▶ [Input records]:
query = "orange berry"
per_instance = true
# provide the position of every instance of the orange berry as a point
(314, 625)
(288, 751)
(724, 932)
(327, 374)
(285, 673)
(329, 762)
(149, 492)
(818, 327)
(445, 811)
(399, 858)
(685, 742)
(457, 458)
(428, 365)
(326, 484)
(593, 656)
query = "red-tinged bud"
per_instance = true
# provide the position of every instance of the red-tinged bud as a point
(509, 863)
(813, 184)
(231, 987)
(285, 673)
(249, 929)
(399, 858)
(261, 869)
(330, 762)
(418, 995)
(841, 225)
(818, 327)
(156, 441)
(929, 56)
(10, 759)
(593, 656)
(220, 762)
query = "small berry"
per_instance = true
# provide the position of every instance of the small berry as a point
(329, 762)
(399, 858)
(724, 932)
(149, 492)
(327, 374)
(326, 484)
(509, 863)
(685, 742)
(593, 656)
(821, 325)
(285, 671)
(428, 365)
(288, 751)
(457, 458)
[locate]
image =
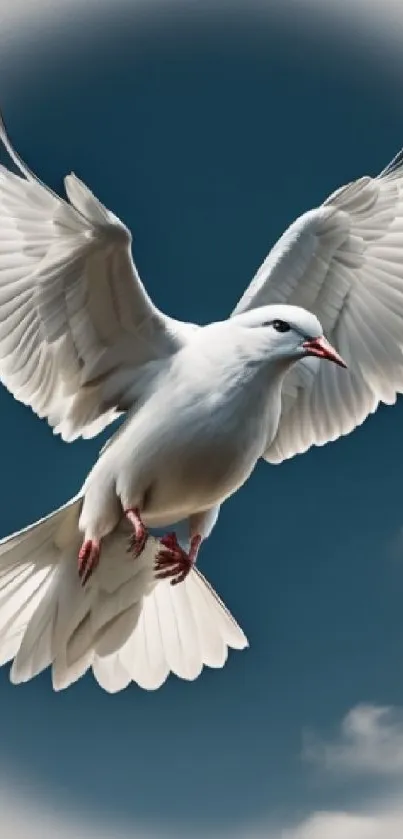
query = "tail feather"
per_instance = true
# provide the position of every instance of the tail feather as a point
(124, 624)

▶ [Stated task]:
Transcribe the records above exactly, leaving out every picture.

▶ [Output for this exercise]:
query = "orange berry"
per_instance = true
# provide the position of every instance of the orange berry as a point
(314, 625)
(288, 751)
(724, 932)
(327, 374)
(285, 673)
(329, 762)
(149, 492)
(818, 327)
(445, 811)
(399, 858)
(685, 742)
(457, 458)
(428, 365)
(326, 484)
(593, 656)
query = "red-tinged bud"
per_instance = true
# provide the position of every instance of the red-tinged bud as a point
(509, 863)
(813, 184)
(231, 987)
(285, 673)
(249, 929)
(399, 858)
(261, 869)
(330, 762)
(418, 995)
(841, 225)
(818, 327)
(156, 441)
(929, 56)
(10, 759)
(593, 656)
(220, 762)
query = "small berry"
per_instance = true
# provide the position of every instance of the small berry as a point
(329, 762)
(399, 858)
(724, 932)
(149, 492)
(327, 374)
(326, 484)
(509, 863)
(685, 742)
(593, 656)
(821, 325)
(285, 671)
(428, 365)
(288, 751)
(457, 458)
[locate]
image =
query = "tail feather"
per_instance = true
# provide the position of every instance of the tail feather as a point
(124, 624)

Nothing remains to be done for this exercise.